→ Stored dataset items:
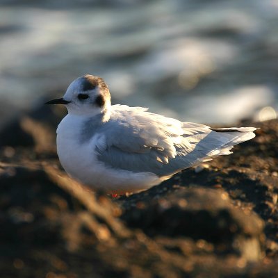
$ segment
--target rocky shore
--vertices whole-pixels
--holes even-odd
[[[3,277],[278,277],[278,121],[234,154],[112,199],[71,180],[56,153],[64,111],[0,131]]]

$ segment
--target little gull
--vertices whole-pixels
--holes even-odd
[[[255,136],[254,127],[211,129],[111,105],[103,79],[74,80],[63,97],[68,114],[57,129],[60,161],[73,178],[112,194],[146,190],[173,174],[220,156]]]

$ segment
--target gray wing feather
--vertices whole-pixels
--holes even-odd
[[[98,130],[105,132],[106,147],[97,151],[100,161],[116,169],[167,176],[229,154],[234,145],[254,136],[254,129],[213,131],[205,125],[181,122],[142,108],[113,107],[109,121]]]

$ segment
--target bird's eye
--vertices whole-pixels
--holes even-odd
[[[79,94],[77,97],[79,99],[87,99],[89,96],[87,94]]]

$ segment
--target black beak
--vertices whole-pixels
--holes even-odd
[[[70,101],[64,99],[63,97],[60,99],[49,100],[49,101],[46,102],[44,104],[67,104]]]

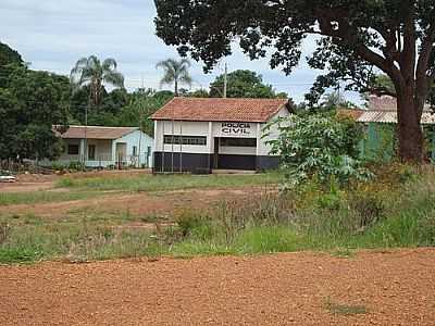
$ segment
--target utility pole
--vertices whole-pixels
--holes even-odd
[[[228,87],[228,66],[225,63],[225,73],[224,73],[224,99],[226,99],[226,90]]]

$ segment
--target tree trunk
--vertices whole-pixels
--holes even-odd
[[[424,161],[424,140],[421,126],[421,110],[412,92],[397,99],[399,156],[403,163],[421,164]]]

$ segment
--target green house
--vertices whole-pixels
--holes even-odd
[[[357,121],[366,127],[365,138],[361,142],[364,159],[388,162],[397,151],[397,100],[391,97],[369,98],[368,110],[359,111]],[[426,138],[427,158],[435,162],[435,115],[426,106],[422,115],[422,125]]]

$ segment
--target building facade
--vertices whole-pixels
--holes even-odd
[[[154,121],[154,172],[276,168],[264,127],[289,114],[287,100],[175,98]]]
[[[63,134],[63,153],[55,162],[87,167],[152,167],[153,139],[137,127],[70,126]]]

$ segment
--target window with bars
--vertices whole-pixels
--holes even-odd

→ Set exercise:
Shift every polygon vertex in the answers by adding 13 to each x and y coordinate, then output all of the data above again with the requests included. Leave out the picture lines.

→ The output:
$ segment
--target rocky shore
--vertices whole-pixels
--holes even-odd
[[[16,290],[291,290],[291,134],[247,167],[125,212],[84,193],[69,166],[77,124],[13,144]]]

$ segment
--target little gull
--vertices whole-pixels
--holes even-odd
[[[268,149],[267,140],[224,142],[124,118],[116,92],[87,93],[76,110],[81,127],[70,142],[73,174],[86,191],[125,207],[159,203],[186,187],[233,169]]]

$ segment
--target gray wing feather
--vertices whole-pixels
--holes even-odd
[[[111,143],[118,145],[119,160],[110,164],[113,174],[129,182],[180,189],[242,167],[247,158],[267,149],[267,142],[226,144],[218,138],[194,135],[155,121],[126,120],[122,134]]]

$ segment
--target bird's eye
--vertices whole-pixels
--holes even-odd
[[[92,107],[90,110],[92,112],[100,112],[102,109],[100,107]]]

$ segment
--target black beak
--vertices whole-pixels
--holes even-odd
[[[83,114],[77,112],[76,110],[73,112],[62,113],[62,114],[59,115],[57,117],[80,117]]]

$ segment
--target utility pole
--vertices whole-pixels
--holes even-odd
[[[241,100],[241,79],[238,76],[238,86],[237,86],[237,112],[239,112],[239,103]]]

$ segment
--target tree trunk
--vertices whole-pixels
--holes even-odd
[[[437,174],[437,153],[434,139],[434,123],[425,105],[410,112],[412,169],[416,176],[434,177]]]

$ segment
--target green house
--vertices whole-pixels
--holes even-odd
[[[370,134],[379,140],[378,151],[374,155],[377,172],[401,175],[410,164],[410,113],[404,110],[382,111],[381,123],[372,124]],[[439,151],[440,171],[448,175],[448,128],[439,119],[435,128],[435,138]]]

$ segment
--target building facade
--vertices whole-pixels
--holes even-odd
[[[167,134],[167,185],[289,181],[277,140],[302,127],[300,113],[188,111]]]
[[[76,147],[76,166],[68,175],[100,180],[165,180],[166,152],[150,140],[83,139]]]

$ segment
--target window with bars
--vertices whole-pixels
--holes even-odd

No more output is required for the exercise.